Return the whole listing, keeping every character the same.

--- start of Provided records ---

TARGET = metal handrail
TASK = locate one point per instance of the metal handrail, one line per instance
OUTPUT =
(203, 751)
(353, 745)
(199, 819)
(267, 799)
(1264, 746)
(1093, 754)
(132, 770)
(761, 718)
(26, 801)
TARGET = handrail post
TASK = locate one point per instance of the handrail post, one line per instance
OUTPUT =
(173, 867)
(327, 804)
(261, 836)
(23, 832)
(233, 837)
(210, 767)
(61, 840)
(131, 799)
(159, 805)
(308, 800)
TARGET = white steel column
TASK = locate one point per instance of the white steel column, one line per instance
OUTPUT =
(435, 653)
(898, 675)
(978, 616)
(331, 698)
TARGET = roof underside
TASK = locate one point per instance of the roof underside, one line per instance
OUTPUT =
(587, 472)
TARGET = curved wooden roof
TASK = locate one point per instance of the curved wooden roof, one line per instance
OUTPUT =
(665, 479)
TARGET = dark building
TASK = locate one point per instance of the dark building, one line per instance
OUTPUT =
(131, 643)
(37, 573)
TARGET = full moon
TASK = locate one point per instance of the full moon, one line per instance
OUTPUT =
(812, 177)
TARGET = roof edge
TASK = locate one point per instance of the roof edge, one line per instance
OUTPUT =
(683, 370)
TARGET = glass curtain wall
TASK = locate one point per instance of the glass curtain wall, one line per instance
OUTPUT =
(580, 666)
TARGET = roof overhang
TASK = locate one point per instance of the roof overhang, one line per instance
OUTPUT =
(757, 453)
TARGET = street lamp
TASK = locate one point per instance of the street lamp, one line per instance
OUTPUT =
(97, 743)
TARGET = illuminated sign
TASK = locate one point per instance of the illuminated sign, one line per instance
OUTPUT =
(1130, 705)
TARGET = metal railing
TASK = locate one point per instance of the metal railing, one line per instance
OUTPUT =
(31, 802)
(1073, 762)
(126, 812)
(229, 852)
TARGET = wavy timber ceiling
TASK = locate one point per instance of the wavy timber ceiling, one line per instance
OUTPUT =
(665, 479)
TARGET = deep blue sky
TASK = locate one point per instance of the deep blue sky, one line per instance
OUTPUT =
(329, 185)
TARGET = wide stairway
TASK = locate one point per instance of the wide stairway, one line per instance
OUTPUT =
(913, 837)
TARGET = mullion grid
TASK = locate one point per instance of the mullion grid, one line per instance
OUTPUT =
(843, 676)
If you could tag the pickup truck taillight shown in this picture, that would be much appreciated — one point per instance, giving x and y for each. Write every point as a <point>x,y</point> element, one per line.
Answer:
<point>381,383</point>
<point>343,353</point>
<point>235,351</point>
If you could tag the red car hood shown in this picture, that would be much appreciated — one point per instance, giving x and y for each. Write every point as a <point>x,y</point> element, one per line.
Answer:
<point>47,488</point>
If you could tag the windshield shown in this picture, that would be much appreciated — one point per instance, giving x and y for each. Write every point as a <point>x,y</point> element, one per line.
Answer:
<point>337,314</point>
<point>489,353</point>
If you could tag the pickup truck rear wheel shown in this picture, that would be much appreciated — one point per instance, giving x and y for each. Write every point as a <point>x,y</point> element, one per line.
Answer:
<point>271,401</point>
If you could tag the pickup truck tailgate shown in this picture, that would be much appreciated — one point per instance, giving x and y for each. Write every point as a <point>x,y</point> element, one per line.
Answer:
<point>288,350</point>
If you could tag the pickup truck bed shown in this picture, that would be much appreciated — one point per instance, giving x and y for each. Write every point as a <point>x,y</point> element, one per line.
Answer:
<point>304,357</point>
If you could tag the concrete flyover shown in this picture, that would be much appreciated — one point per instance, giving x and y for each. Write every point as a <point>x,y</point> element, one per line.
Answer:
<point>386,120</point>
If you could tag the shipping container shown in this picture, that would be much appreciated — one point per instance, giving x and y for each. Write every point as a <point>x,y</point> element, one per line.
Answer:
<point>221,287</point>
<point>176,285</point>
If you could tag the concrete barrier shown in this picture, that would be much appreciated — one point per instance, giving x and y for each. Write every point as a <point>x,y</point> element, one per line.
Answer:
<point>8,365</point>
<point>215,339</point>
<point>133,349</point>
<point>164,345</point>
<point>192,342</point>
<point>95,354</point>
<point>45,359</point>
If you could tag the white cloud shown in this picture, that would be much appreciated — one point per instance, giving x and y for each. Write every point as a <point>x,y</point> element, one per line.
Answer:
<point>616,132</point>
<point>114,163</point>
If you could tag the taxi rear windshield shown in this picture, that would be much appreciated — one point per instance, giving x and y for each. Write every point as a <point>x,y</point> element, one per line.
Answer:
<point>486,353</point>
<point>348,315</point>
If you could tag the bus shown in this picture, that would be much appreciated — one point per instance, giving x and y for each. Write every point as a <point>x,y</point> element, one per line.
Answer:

--- end of Provided records ---

Solved problem:
TARGET = metal handrail
TASK = locate one point per instance of the metal handrail, one line per instance
OUTPUT =
(203, 751)
(353, 745)
(199, 819)
(267, 799)
(1264, 746)
(1093, 754)
(132, 770)
(761, 718)
(26, 801)
TARGET = handrail post
TASK = locate one point per instance of the handrail post, one line per instance
OUTPUT =
(173, 867)
(327, 804)
(261, 836)
(23, 832)
(233, 837)
(210, 767)
(61, 840)
(131, 799)
(159, 805)
(308, 800)
TARGET = white steel column
TASK = locate one point per instance of the white steel column, one line per instance
OUTPUT =
(435, 653)
(898, 675)
(978, 616)
(331, 698)
TARGET = roof underside
TASK = locate one point per instance of the roof underside, one line per instance
OUTPUT =
(587, 472)
TARGET = curved wooden roof
TASK = locate one point per instance of the curved wooden roof, one line per instance
OUTPUT =
(665, 479)
TARGET = dark building
TASK = locate one point per instance of the dark building, one line per instance
OUTPUT =
(131, 643)
(37, 573)
TARGET = full moon
TASK = locate one point per instance of the full moon, one line per instance
OUTPUT =
(812, 177)
TARGET = roof edge
TASK = locate one point per instance of the roof edge, one line per instance
OUTPUT =
(683, 370)
TARGET = glass curtain wall
TASK = locate one point per instance of the glass curtain wall, one line per instance
OUTPUT =
(580, 666)
TARGET = roof overhang
TASK = locate one point per instance of the roof overhang, one line per instance
OUTPUT =
(757, 453)
TARGET = street lamp
TASK = locate one point per instance of the street lamp, one line per instance
OUTPUT =
(97, 743)
TARGET = illuminated sign
TASK = locate one point per instance of the illuminated sign, one line per instance
OUTPUT =
(1130, 705)
TARGET = metal railing
TASK = locate one point per instance of the metal railing, one line per instance
OUTPUT =
(31, 802)
(1073, 762)
(126, 812)
(229, 852)
TARGET = wavy timber ceiling
TASK = locate one point per instance of the wavy timber ceiling, one line per instance
OUTPUT =
(665, 479)
TARGET = deep blue sky
TASK = locate one point per instance of the deep blue sky, one line per instance
OUTPUT =
(329, 185)
TARGET = wide stairway
TASK = locate one point per instance of the wide stairway, one line per instance
OUTPUT =
(913, 837)
TARGET = mullion grid
TASK = locate one point per instance of the mullion grid, one line per instance
OUTPUT =
(843, 676)
If you could tag the pickup truck taillight shown in this picture, that would be much appreciated — one point per instance, giving x and y for each. Write every point as a <point>x,y</point> element, one per line.
Answer:
<point>381,383</point>
<point>343,353</point>
<point>235,351</point>
If you could tag the red car hood shown in this picture, that would be much appreciated — one point per instance, giving x and y for each. Write every point as a <point>x,y</point> element, one per line.
Answer:
<point>47,488</point>
If you could tag the windshield shown in this picture, that would be much appreciated — one point per instance, giving x and y for each. Write every point as a <point>x,y</point> element, one per line.
Answer:
<point>337,314</point>
<point>489,353</point>
If you could tag the pickup truck rear wheel shown in this picture, that would be much appreciated — one point per instance, giving x and y for each. Write every point as a <point>x,y</point> element, one per line.
Answer:
<point>271,401</point>
If you could tag the pickup truck tailgate shown in this picture, that would be much appreciated — one point per instance, giving x and y for each. Write every point as a <point>x,y</point> element, one per line.
Answer:
<point>288,350</point>
If you could tag the pickup truck bed shown in this picture, that would be much appreciated — one point per instance, giving x and y for each. Write every point as a <point>x,y</point> element, one per line.
Answer:
<point>304,357</point>
If you could tag the concrete flyover shown in this picture, that would be much appreciated — one point per instance, giving x and y for each. Write every point as a <point>x,y</point> element, one per line.
Answer:
<point>386,120</point>
If you could tag the shipping container shown in this picture, that would be much appreciated — one point per instance, giving x and y for each. Write every point as a <point>x,y</point> element, one per line.
Answer:
<point>221,287</point>
<point>176,285</point>
If you could tag the concrete barrier shown in this picture, that would be much appreciated — one point per instance, giving x and y for each. Write every point as a <point>x,y</point> element, one per line.
Answer:
<point>8,365</point>
<point>215,339</point>
<point>133,349</point>
<point>164,345</point>
<point>192,342</point>
<point>95,354</point>
<point>45,359</point>
If you could tag the white cloud shown in this picture, that would be much appreciated — one point per instance, giving x and y for each. Write every point as a <point>x,y</point> element, one per line.
Answer:
<point>616,132</point>
<point>114,163</point>
If you could tag the taxi rear windshield shown in this picture, that would be much appreciated — one point per instance, giving x and y for each. Write every point as a <point>x,y</point> element, one per line.
Answer:
<point>486,353</point>
<point>348,315</point>
If you could tag the bus shown in this picture, that would be much appreciated — one point per instance, giving x and y for each. Write every point as a <point>x,y</point> element, one per line.
Answer:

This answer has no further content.